#### [Tasks to complete]
1. Write out the passage on IP traffic engineering word for word, beginning at "This dissertation presents" and stopping after "the Internet core.".
2. Continue the passage on IP traffic engineering from its last sentence.

#### [Passage]

This dissertation presents a traffic engineering scheme which explicitly controls net-work traffic and quality of service (QoS) in IP network core.
The current Internet is a TCP-controlled network, hence, the Internet congestion control relies mostly on TCP, and TCP with router mechanisms (such as queue management algorithms) significantly affects network performance on throughput, packet loss, delay, fairness, etc. Without any control for TCP traffic, the Internet does not provide any sort of guarantee. In this study, our key objective is to provide an effective tool with which Internet service providers (ISPs) explicitly control traffic and QoS in the Internet core.
First, a flow-controlled IP trunking scheme is proposed to control end-to-end TCP flows on a trunk basis without maintaining any per-trunk state in the IP network core and it achieves weighted max-min fairness with minimum rate guarantee among all source-destination pairs on a per-trunk basis in IP network core. In the proposed scheme, hierarchical flow control is achieved in that in the upper layer a weighted max-min flow control is implemented and acting on a per-trunk and edge-to-edge basis, and in the lower layer TCP flows belonging to each trunk share the per-trunk bandwidth allocated by the upper layer in their normal way. In addition, we present a distributed flow control algorithm which computes fair rate at each outgoing link in a weighted max-min fair sense and adjusts quickly the data transmission rate of each trunk depending on feedback rates delivered by a special control packet feeding back from the network.

#### [Dataset]

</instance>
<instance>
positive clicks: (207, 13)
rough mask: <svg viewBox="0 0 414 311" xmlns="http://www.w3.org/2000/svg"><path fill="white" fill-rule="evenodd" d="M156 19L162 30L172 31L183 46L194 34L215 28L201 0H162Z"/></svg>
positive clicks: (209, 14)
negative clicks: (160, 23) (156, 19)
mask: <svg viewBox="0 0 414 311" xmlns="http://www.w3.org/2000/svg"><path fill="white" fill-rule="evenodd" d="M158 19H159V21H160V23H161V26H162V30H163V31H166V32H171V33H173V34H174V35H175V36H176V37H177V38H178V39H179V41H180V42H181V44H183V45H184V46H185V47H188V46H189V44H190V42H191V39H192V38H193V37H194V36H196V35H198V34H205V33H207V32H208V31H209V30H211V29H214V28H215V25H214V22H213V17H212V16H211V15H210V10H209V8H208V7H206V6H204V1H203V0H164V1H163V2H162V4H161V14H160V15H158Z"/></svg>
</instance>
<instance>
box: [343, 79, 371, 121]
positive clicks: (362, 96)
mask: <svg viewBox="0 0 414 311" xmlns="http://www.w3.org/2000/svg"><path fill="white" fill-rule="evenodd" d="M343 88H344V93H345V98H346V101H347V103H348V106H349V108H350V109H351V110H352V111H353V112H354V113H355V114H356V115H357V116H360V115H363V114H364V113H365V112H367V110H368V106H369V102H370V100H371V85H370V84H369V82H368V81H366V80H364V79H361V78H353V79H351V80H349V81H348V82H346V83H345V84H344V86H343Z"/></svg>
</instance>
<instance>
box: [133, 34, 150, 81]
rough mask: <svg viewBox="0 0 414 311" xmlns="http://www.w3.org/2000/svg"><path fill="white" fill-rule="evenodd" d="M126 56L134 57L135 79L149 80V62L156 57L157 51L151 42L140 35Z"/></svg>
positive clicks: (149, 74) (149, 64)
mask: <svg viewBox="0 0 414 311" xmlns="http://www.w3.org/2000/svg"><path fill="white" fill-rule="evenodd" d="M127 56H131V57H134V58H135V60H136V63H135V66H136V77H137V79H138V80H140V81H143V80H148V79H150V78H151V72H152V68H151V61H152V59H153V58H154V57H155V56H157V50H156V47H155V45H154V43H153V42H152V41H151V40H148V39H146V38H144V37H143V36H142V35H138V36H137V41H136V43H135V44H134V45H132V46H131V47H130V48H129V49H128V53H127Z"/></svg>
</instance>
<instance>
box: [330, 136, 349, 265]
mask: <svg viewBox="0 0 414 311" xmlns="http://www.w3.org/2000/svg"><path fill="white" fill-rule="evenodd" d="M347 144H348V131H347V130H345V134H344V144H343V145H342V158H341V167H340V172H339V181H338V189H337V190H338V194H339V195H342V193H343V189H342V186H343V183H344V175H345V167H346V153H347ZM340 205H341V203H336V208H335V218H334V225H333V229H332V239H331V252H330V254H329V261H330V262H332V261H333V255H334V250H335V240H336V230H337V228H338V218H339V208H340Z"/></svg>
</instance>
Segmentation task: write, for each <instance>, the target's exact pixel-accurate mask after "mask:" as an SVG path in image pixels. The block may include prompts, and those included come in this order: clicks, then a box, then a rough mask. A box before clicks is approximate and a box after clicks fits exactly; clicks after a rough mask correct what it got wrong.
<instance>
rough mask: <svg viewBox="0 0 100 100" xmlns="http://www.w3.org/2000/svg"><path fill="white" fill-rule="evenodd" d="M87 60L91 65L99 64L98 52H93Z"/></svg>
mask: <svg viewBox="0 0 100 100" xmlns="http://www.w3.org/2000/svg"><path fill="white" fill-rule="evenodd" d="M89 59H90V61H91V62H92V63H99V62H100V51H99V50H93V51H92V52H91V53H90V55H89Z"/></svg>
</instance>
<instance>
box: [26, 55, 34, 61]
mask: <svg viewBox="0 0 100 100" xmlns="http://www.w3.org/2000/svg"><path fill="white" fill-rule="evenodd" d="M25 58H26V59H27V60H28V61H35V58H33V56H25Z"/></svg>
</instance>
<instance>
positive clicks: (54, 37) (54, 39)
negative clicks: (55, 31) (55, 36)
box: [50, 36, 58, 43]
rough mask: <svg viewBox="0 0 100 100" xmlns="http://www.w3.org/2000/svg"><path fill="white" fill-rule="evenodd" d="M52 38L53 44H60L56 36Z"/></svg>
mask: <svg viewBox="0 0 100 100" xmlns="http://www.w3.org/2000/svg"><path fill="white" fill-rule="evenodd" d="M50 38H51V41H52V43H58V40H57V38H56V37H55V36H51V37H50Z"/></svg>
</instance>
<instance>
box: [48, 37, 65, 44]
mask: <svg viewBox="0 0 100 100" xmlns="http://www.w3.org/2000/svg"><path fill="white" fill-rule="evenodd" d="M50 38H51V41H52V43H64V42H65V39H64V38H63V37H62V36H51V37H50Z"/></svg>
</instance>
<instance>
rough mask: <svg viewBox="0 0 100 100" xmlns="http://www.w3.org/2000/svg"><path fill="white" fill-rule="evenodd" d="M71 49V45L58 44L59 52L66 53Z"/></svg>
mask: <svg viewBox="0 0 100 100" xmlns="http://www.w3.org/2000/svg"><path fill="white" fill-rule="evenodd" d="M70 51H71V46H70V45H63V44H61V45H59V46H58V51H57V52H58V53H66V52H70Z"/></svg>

#### [Answer set]
1.
This dissertation presents a traffic engineering scheme which explicitly controls net-work traffic and quality of service (QoS) in IP network core.
The current Internet is a TCP-controlled network, hence, the Internet congestion control relies mostly on TCP, and TCP with router mechanisms (such as queue management algorithms) significantly affects network performance on throughput, packet loss, delay, fairness, etc. Without any control for TCP traffic, the Internet does not provide any sort of guarantee. In this study, our key objective is to provide an effective tool with which Internet service providers (ISPs) explicitly control traffic and QoS in the Internet core.

2.
Second, we also propose explicit TCP window control scheme to extend the flow-controlled IP trunking scheme to control individual TCP flows, in conjunction with buffer control, at the network edge. The proposed scheme controls explicitly TCP window size based on feedback control theory while regulating the buffer occupancy of each per-trunk queue at target value. The goal of this...